Some of the leaders in East Germany, some of the Christian pastors, were pretty close to being pacifists. But others, for reasons that were more to do with the particularities of the situation, believed that it was right to avoid violence. And we know from the Stasi records that it came very close to violence, that they did consider mass shooting of demonstrators in Leipzig. Had there been a spark to ignite such an event, it might well have happened. So it was a close-run thing.
I had the delicious experience two weeks ago of giving a lecture about the causes of the end of the Cold War in the former seat of government of the German Democratic Republic, in East Berlin. Revenge is sweet. It was interesting to see there, among a quite wide range of people, a degree of recognition that it was the discipline of the demonstrators that was crucial, but also, interestingly, a recognition of how important other countries had been in making that possible.
It was striking in Berlin—and it was a marvelous piece of symbolism, organized by the German government—that when they had this row of dominoes to knock over—as it were, the symbolic dominoes of the communist world—and the first person to give the push was Lech Walesa. He almost fell over doing it, poor chap. And the second was Miklós Németh from Hungary, because it had been Hungary's decision to allow East Germans to leave Hungary and go over the border to Austria that had made the flow possible.
If in no other way, in the ending of the Cold War I believe civil resistance has shaped the world we live in. Perhaps in discussion we can explore the question of whether, in the long term, it has changed it for the better or not.
Thank you very much.
Questions and AnswersQUESTION: First of all, thank you very, very much, both for this morning and for your tremendous contribution over all these years.
I want to ask you to say something more about Iran, in two ways. First of all, it's the one example that you gave in which the outcome of civil disobedience did not lead to a liberal democratic outcome.
Secondly, we have just lived this summer through a great deal of civil disobedience. There has been this new book, of which I have read the reviews, by Haleh Esfandiari, who was with the Woodrow Wilson Center. They sought to elicit from her a confession that she and the Wilson Center were part of a velvet revolution plan for Iran—in other words, that she or the Center was somehow in a conspiracy to destroy the regime.
I wonder if you could comment a little bit on what you see the Iranian civil disobedience movement now possibly leading to and what you conclude from 1979.
ADAM ROBERTS: I was in Iran three or four years ago. I have to say, it's the kind of thing one shouldn't say about Iran, but I will say it. It reminded me of Eastern Europe. One of the reasons I used to love going to Eastern Europe was because of the disjunction between the theory and the reality. It's only worth visiting countries where there is such a disjunction, because then you can learn something new. In Iran there was that sense that I had been familiar with in Eastern Europe of an official ideology which is wearing thin, which does not command, for example, the real loyalty of very many students. I met quite a lot of students at Tehran University. There was also the sense of the irrelevance of some of the things the regime does.

- _WRITTEN EXERCISE 1_: Select every row that contains the word "rear".

- _ENTRIES SHOWN_:
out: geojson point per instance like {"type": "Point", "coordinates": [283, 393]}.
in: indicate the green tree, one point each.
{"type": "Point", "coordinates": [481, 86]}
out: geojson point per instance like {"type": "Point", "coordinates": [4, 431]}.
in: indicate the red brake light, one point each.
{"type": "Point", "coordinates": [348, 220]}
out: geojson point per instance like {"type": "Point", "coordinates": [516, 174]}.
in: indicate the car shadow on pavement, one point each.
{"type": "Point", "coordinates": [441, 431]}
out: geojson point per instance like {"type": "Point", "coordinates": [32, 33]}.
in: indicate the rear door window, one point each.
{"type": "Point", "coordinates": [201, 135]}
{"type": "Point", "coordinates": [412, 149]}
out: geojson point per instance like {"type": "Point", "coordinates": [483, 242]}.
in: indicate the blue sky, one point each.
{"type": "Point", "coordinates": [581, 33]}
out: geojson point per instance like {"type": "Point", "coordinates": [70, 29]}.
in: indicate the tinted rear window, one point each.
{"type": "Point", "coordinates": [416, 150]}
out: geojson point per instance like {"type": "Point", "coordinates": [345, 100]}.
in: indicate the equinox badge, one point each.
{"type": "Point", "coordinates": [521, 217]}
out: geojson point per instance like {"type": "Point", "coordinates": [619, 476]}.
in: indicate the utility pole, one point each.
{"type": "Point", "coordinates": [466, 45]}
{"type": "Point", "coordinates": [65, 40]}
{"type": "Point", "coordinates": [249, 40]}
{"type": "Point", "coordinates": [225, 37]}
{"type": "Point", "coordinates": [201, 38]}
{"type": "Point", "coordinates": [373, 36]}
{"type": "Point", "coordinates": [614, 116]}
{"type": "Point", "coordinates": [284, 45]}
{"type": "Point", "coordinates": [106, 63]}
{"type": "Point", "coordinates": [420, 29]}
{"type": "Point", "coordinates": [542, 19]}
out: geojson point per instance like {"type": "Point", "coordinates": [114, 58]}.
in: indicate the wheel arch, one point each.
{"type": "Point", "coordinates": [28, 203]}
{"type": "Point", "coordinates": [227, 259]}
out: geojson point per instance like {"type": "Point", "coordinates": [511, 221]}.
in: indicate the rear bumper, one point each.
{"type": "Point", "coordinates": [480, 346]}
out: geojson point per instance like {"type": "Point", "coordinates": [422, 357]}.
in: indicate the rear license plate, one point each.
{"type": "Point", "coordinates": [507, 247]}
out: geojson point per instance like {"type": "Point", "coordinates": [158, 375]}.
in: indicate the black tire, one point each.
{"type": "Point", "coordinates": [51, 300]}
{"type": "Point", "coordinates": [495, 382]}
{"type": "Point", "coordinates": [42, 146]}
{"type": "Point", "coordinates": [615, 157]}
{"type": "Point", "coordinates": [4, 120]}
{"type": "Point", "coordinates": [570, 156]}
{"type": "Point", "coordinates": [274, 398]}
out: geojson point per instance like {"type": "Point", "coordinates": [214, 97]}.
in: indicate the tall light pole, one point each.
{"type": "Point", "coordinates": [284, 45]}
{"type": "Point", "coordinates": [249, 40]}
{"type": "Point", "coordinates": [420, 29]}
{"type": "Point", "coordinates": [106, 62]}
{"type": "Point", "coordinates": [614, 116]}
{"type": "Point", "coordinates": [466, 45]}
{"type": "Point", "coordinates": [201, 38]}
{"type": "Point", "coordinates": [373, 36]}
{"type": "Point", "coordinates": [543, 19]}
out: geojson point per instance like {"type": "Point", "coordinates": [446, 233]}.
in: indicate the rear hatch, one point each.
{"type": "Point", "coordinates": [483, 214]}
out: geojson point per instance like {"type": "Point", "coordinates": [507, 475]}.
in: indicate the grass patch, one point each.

- _WRITTEN EXERCISE 2_: Decide whether each statement below agrees with the passage on civil resistance, and answer yes or no for each, quoting the words of the passage that decide it. (a) The first person to push the symbolic dominoes in Berlin was Miklós Németh. (b) The speaker met students at Tehran University. (c) The lecture about the causes of the end of the Cold War was given in Leipzig.

- _RIGHT ANSWER 1_:
in: indicate the rear door window, one point each.
in: indicate the tinted rear window, one point each.
in: indicate the rear bumper, one point each.
in: indicate the rear license plate, one point each.
in: indicate the rear hatch, one point each.

- _RIGHT ANSWER 2_:
(a) No: "the first person to give the push was Lech Walesa."
(b) Yes: "I met quite a lot of students at Tehran University."
(c) No: "in the former seat of government of the German Democratic Republic, in East Berlin."